Provided data
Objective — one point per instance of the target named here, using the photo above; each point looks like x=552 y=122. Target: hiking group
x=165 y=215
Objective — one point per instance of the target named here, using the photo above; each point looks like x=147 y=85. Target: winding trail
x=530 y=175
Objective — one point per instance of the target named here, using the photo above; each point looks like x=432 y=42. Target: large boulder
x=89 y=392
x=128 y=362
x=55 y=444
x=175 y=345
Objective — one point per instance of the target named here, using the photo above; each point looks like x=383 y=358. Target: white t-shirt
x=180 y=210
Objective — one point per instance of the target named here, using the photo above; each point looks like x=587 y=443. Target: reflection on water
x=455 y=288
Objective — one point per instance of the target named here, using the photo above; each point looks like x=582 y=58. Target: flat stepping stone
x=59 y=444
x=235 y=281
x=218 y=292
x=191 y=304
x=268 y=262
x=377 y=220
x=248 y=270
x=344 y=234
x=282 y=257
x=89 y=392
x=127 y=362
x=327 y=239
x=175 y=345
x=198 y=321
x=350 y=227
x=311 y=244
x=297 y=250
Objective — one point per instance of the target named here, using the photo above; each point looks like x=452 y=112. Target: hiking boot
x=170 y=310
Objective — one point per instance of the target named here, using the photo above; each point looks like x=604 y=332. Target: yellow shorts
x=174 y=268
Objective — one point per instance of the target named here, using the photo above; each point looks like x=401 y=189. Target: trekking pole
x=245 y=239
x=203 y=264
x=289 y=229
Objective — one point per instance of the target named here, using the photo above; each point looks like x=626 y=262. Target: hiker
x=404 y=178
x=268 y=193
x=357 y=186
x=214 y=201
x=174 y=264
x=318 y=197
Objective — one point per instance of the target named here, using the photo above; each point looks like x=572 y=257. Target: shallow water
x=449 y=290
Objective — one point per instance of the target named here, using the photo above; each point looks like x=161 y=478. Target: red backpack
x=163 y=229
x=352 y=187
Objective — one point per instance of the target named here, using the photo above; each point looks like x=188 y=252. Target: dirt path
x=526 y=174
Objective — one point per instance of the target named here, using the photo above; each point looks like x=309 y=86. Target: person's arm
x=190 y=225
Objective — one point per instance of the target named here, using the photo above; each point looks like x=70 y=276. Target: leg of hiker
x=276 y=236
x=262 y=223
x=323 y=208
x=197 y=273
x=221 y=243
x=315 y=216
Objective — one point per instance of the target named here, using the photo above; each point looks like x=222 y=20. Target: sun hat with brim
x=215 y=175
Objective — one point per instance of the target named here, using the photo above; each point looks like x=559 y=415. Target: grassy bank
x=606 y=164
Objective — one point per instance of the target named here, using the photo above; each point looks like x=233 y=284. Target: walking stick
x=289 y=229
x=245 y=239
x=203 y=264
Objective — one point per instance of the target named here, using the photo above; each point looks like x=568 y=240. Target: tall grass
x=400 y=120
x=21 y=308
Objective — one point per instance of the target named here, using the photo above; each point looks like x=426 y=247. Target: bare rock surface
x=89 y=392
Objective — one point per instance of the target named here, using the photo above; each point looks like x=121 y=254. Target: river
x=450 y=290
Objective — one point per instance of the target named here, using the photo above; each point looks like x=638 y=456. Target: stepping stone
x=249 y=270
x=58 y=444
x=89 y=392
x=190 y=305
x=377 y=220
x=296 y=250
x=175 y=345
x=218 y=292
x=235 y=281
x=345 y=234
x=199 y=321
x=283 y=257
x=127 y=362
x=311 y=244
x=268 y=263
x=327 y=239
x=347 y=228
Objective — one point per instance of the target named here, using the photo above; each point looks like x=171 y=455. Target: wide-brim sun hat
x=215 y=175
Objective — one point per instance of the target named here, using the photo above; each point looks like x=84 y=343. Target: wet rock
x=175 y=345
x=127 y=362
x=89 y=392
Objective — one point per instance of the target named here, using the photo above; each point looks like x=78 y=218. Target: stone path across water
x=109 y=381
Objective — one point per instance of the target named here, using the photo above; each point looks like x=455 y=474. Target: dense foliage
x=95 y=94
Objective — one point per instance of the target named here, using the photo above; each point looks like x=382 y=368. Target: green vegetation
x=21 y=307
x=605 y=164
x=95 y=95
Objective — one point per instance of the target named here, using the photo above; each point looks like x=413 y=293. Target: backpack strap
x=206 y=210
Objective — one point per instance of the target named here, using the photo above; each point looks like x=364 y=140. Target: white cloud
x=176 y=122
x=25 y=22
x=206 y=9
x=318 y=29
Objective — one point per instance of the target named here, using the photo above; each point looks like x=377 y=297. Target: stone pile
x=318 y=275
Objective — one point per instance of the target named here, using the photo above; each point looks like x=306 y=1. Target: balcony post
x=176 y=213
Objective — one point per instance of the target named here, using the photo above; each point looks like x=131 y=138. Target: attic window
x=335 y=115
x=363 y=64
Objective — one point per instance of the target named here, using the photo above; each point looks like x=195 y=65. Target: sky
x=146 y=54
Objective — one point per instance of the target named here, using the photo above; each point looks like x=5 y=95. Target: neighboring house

Prompt
Copy in full the lines between the one holding "Target: winding trail" and the one holding "x=530 y=175", inclusive, and give only those lines. Change only the answer coordinates: multiply each by 0.65 and round to a whole number, with halves rounding up.

Result of this exercise
Objective — one point per instance of the target named here, using the photo above; each point looks like x=147 y=85. Target: winding trail
x=345 y=114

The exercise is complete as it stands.